_EXCERPT_
* * * * *

Class IoUringBackend

java.lang.Object
express.mvp.myra.transport.iouring.IoUringBackend
All Implemented Interfaces:
TransportBackend, AutoCloseable

public final class IoUringBackend extends Object implements TransportBackend
io_uring-based transport backend for maximum I/O performance on Linux.

This backend leverages Linux's io_uring interface (introduced in kernel 5.1) to achieve significantly higher throughput and lower latency compared to traditional NIO. It implements the TransportBackend interface with io_uring-specific optimizations.

Performance Characteristics

  • 1.7x throughput improvement vs NIO with registered buffers (pre-validated memory regions eliminate per-operation address validation overhead)
  • 100x syscall reduction with batch submission (multiple operations submitted in a single io_uring_submit() call)
  • 2-5μs end-to-end latency vs 50-100μs for NIO (measured ping-pong)
  • SQPOLL mode (optional): Kernel thread polls submission queue, eliminating submit syscalls entirely for additional 2-5x improvement

Architecture

The backend manages:

  • Ring Memory: Shared memory region containing submission and completion queues
  • Buffer Pool: Pre-registered memory buffers for zero-copy I/O
  • Fixed Files: Pre-registered file descriptors for faster fd lookup
  • Pre-allocated Structures: Timespec, sockaddr, iovec to avoid hot-path allocations

Advanced Features

Usage Example

TransportConfig config = TransportConfig.builder()
    .backendType(BackendType.IO_URING)
    .registeredBuffers(RegisteredBuffersConfig.builder()
        .numBuffers(256)
        .bufferSize(65536)
        .build())
    .sqPollEnabled(true)
    .sqPollCpuAffinity(3)
    .build();

IoUringBackend backend = new IoUringBackend();
backend.initialize(config);
backend.registerBufferPool(bufferPool);
backend.connect(new InetSocketAddress("localhost", 8080), token);
backend.submitBatch();
backend.waitForCompletion(1000, handler);

Requirements

  • Linux kernel 5.1+ (5.6+ recommended, 6.0+ for zero-copy send)
  • liburing installed (liburing.so, typically from liburing-dev package)
  • Java 21+ with --enable-native-access=ALL-UNNAMED
See Also:
  • Constructor Details

    • IoUringBackend

      public IoUringBackend()
      Creates a new io_uring backend with default configuration.

      Allocates the io_uring structure and pre-allocated hot-path structures. The backend must be initialized via initialize(TransportConfig) before use.

      This constructor creates a backend that owns the io_uring ring and is responsible for cleanup when closed.

  • Method Details

    • initialize

      public void initialize(TransportConfig config)
      Description copied from interface: TransportBackend
      Initializes the backend with the given configuration.

      This is called once during transport creation. Implementations should allocate resources, initialize the I/O subsystem, and prepare for operations.

      Specified by:
      initialize in interface TransportBackend
      Parameters:
      config - the transport configuration
    • registerBufferPool

      public void registerBufferPool(RegisteredBufferPool pool)
      Description copied from interface: TransportBackend
      Registers a buffer pool with this backend for zero-copy I/O.

      For io_uring, this calls io_uring_register_buffers() to pre-register memory regions with the kernel. For other backends, this may be a no-op.

* * * * *

(Image point annotation entries)
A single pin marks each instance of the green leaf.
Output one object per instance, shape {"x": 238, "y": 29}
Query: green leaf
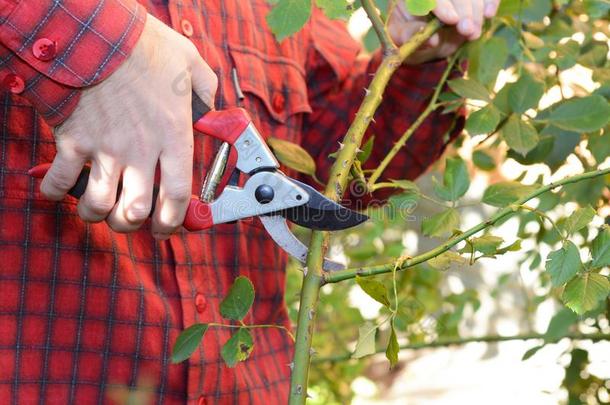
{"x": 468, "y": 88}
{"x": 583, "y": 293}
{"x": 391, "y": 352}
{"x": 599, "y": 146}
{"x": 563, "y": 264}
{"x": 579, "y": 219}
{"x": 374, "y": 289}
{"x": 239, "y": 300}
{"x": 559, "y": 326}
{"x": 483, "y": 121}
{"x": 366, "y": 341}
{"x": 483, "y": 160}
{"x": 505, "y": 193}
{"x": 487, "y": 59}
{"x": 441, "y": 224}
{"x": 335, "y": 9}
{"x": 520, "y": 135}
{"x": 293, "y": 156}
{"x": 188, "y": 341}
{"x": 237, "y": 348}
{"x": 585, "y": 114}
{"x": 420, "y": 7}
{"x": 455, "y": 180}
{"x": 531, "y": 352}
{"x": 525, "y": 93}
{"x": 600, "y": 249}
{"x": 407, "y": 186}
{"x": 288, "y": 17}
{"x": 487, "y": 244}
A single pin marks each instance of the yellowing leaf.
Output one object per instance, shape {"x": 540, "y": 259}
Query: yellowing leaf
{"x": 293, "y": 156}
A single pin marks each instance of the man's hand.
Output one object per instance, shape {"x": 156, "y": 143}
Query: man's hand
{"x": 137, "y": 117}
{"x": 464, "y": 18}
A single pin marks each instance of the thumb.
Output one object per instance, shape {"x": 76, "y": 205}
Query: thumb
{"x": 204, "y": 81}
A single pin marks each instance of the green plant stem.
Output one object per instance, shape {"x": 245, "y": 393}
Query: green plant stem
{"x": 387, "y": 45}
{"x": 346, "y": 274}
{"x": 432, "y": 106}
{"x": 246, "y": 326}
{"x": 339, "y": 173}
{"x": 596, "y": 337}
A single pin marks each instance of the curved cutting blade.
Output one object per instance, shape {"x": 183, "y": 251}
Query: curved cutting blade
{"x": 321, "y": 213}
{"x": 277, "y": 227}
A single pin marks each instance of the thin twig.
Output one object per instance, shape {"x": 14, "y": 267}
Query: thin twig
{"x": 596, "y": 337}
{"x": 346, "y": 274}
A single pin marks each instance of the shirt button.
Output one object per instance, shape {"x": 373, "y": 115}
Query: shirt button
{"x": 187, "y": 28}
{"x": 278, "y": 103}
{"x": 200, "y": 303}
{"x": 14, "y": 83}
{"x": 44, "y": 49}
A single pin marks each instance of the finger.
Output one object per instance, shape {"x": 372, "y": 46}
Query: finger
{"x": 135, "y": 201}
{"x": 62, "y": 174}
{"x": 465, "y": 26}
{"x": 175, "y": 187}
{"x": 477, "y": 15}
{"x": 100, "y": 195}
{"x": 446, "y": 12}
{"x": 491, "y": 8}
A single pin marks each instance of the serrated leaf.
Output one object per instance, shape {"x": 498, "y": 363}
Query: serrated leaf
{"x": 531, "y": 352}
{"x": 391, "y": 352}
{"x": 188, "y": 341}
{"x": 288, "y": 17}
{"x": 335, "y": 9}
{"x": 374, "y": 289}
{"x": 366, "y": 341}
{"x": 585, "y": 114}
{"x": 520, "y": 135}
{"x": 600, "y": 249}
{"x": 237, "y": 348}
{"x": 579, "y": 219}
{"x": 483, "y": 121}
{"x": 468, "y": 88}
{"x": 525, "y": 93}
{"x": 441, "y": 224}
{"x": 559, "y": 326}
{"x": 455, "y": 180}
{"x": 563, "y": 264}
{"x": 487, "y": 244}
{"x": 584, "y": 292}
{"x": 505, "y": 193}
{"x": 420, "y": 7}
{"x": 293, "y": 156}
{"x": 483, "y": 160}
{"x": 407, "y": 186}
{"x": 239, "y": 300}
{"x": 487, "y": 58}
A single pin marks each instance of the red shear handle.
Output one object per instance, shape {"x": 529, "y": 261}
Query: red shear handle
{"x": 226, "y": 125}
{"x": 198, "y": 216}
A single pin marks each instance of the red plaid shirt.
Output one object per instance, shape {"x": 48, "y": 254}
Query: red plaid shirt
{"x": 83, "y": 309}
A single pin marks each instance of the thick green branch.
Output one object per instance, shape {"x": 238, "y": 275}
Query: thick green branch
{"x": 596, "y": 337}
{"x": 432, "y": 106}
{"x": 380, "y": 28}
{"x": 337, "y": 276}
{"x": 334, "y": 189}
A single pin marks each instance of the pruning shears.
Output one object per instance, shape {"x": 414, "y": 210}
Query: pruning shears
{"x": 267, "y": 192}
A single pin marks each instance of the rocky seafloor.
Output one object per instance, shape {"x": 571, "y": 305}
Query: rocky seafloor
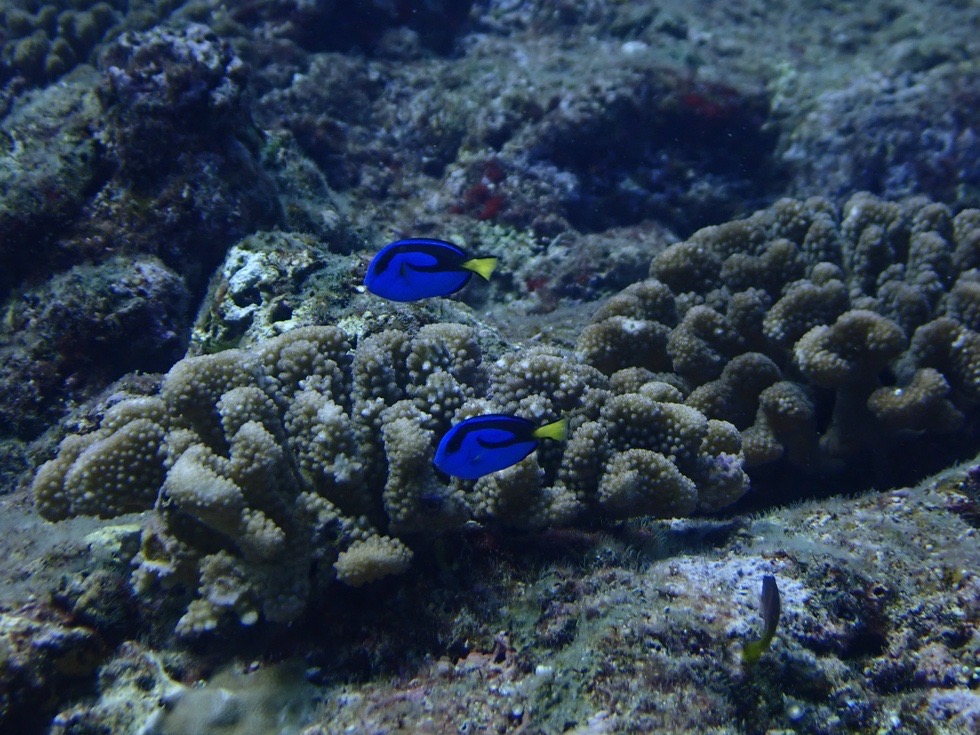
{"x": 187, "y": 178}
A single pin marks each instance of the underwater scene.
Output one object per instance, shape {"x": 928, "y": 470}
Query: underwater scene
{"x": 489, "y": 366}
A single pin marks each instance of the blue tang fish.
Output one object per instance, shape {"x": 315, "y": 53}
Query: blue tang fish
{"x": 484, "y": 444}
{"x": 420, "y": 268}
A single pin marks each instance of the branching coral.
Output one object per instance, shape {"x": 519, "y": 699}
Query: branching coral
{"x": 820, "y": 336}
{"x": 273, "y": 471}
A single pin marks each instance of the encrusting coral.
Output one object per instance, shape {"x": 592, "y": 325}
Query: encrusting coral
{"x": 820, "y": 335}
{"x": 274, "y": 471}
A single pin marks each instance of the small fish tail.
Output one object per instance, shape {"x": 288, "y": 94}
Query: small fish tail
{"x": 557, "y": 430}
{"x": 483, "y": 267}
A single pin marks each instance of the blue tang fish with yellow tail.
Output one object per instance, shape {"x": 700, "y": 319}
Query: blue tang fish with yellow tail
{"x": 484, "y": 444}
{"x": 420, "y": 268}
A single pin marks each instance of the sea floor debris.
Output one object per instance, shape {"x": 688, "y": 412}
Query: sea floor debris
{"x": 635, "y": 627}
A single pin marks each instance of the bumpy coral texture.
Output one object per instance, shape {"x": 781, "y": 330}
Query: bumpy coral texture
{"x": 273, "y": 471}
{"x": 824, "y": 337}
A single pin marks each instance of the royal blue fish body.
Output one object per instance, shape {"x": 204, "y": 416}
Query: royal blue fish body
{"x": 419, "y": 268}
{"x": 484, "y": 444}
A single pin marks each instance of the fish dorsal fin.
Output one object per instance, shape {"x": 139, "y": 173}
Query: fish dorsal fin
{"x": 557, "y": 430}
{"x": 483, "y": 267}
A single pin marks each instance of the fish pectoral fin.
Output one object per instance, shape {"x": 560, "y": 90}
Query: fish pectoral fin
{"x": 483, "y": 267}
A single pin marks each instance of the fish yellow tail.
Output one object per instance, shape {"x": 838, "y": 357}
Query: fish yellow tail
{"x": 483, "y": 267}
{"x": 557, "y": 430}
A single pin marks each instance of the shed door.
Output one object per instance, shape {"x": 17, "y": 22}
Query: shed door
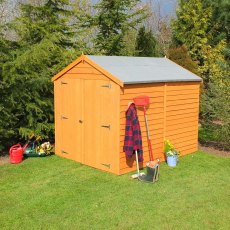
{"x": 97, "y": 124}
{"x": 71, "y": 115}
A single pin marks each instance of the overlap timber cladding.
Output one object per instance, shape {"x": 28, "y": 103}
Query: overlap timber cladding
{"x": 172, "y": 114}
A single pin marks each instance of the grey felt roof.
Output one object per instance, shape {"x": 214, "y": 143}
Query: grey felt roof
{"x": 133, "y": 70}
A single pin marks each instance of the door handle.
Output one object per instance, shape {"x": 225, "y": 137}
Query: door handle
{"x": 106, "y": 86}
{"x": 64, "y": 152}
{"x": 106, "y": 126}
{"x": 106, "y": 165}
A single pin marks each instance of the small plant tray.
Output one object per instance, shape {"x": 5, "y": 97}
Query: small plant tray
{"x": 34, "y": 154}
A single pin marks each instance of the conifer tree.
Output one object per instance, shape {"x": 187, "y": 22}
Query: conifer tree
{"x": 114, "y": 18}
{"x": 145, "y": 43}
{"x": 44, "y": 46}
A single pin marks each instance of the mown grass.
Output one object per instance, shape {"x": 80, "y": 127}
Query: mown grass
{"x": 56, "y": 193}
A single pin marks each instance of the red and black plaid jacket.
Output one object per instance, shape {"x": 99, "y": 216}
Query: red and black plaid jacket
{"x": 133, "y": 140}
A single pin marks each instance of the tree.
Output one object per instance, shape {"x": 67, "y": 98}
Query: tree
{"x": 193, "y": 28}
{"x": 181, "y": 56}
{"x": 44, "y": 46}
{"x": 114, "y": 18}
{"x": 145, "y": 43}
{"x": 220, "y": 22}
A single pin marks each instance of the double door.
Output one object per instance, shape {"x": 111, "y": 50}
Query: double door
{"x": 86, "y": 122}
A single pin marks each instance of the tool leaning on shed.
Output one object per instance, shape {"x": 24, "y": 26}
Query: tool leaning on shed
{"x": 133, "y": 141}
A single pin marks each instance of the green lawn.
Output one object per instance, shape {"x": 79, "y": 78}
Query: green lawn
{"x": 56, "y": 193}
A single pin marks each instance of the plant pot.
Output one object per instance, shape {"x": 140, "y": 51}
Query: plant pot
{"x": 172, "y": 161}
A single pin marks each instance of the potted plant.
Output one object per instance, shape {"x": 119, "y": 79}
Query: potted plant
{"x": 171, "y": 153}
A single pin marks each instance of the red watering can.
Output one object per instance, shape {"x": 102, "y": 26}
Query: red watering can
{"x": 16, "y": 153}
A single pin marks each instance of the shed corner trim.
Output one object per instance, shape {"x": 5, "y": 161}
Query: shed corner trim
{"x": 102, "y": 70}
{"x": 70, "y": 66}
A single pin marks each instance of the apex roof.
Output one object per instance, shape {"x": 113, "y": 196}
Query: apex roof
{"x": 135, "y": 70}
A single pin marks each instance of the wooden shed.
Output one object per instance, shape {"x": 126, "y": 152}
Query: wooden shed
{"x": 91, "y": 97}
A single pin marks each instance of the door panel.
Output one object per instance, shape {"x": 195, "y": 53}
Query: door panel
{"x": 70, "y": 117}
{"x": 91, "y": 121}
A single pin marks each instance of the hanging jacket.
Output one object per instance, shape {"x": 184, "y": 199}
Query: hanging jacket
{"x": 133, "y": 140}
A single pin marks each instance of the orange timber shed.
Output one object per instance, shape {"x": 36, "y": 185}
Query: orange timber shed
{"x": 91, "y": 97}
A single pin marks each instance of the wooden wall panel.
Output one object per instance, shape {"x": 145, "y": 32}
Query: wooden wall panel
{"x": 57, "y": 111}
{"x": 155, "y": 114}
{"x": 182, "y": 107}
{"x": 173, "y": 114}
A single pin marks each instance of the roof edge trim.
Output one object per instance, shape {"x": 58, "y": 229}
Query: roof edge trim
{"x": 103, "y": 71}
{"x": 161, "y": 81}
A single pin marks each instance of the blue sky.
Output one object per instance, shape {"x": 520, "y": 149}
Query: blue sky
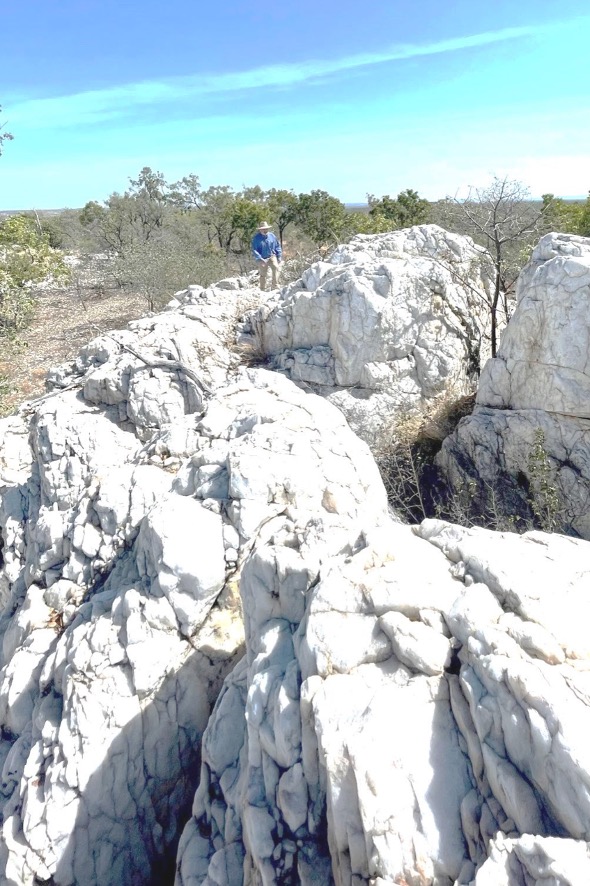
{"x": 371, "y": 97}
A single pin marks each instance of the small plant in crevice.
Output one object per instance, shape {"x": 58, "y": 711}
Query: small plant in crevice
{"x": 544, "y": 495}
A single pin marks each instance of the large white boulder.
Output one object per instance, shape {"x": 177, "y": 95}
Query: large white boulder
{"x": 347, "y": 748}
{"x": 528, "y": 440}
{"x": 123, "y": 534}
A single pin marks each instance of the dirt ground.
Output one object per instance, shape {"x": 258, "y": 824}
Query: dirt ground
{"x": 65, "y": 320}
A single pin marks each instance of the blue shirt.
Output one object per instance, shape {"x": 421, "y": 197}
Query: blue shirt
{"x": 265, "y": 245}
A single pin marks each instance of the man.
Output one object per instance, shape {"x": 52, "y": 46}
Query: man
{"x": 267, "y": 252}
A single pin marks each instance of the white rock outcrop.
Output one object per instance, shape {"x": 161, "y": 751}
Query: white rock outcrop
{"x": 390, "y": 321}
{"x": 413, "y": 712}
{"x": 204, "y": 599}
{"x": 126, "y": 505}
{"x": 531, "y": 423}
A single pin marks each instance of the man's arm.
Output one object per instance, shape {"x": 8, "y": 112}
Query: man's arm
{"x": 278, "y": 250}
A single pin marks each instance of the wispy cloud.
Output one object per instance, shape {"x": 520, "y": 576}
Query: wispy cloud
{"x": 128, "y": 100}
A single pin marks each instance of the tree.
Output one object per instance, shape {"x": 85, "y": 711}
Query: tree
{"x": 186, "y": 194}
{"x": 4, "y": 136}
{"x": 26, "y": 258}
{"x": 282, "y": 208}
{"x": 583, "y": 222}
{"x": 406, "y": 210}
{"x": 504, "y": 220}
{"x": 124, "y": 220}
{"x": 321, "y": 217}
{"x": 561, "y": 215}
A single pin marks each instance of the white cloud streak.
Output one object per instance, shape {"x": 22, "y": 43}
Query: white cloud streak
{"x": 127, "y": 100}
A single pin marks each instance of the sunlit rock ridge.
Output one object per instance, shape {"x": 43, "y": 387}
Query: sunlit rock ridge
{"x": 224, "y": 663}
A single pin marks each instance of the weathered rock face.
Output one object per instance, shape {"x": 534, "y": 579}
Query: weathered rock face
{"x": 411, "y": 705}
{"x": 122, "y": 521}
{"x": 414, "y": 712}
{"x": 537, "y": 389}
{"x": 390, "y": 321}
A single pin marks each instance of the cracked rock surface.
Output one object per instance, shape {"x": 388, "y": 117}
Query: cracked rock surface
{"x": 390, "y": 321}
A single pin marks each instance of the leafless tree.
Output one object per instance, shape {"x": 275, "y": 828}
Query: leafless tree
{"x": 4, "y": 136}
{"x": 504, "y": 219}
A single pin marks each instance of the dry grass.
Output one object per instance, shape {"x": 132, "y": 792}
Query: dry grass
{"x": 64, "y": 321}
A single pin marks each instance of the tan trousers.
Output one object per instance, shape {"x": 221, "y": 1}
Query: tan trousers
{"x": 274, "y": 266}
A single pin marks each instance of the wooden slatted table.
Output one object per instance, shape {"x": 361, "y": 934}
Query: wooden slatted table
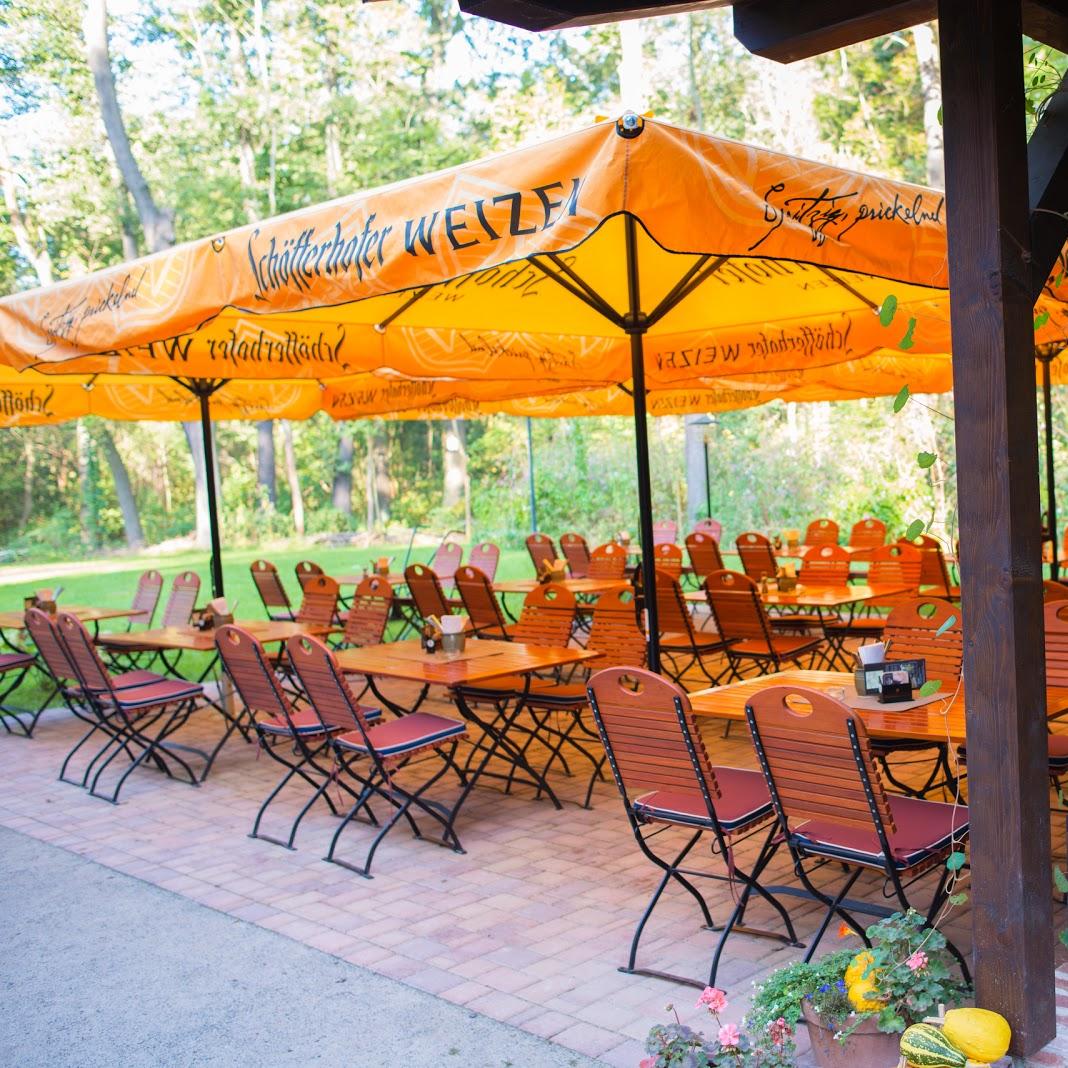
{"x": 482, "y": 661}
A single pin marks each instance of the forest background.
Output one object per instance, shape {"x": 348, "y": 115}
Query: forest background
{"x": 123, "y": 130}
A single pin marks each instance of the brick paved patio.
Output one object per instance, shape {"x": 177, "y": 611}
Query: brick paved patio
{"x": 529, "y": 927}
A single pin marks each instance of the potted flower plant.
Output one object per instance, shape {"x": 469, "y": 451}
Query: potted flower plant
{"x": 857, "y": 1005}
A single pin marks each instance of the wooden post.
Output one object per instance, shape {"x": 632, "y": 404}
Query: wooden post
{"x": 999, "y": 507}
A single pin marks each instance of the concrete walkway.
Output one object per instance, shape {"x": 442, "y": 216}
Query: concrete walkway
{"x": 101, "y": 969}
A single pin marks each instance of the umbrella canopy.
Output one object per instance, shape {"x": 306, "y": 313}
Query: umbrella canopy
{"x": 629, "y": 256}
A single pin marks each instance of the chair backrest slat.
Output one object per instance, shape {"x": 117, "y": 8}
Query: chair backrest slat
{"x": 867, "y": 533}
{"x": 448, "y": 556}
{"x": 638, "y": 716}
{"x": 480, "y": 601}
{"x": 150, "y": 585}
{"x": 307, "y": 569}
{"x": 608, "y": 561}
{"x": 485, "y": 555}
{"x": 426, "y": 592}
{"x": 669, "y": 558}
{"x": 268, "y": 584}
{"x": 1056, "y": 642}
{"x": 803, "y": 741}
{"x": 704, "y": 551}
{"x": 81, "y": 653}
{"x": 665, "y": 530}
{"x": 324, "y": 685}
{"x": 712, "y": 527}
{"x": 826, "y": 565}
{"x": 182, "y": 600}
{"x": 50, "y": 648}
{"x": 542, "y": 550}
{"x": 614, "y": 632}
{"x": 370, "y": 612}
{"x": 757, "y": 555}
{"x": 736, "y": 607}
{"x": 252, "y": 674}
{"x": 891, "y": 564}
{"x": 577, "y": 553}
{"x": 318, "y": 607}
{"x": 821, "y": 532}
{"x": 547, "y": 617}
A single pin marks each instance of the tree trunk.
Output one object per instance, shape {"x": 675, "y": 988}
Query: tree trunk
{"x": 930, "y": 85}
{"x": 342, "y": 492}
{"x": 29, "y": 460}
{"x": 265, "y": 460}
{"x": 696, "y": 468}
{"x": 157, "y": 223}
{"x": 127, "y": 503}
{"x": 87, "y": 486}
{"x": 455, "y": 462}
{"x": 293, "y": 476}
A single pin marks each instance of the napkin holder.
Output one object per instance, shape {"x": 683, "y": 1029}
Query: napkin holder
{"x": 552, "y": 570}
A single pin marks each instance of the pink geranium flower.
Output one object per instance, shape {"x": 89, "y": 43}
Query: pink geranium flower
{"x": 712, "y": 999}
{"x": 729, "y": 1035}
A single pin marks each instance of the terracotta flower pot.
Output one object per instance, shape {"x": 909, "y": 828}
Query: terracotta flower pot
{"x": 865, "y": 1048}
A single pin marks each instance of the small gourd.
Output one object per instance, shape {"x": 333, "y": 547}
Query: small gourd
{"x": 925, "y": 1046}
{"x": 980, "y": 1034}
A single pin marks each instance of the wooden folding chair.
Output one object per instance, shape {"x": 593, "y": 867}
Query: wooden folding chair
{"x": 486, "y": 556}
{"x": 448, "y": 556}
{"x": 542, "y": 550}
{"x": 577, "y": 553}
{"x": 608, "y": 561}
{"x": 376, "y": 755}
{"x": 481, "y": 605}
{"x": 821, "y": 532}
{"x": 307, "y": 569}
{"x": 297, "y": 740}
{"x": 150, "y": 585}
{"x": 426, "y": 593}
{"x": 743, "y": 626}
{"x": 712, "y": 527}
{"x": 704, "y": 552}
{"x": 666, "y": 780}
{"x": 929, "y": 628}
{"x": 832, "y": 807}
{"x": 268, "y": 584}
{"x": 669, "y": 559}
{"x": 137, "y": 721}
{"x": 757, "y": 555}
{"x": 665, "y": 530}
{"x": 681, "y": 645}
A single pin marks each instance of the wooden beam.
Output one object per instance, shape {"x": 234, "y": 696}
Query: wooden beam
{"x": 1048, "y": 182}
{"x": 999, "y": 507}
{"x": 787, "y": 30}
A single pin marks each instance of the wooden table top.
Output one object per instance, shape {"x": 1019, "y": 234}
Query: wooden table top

* * * * *

_INSTRUCTIONS TO FOLLOW_
Reproduce the passage from the IoUringBackend page verbatim, starting at "Allocates the io_uring" and ending at "initialize(TransportConfig) before use.".

_SOLUTION TO THIS PROBLEM_
Allocates the io_uring structure and pre-allocated hot-path structures. The backend must be initialized via initialize(TransportConfig) before use.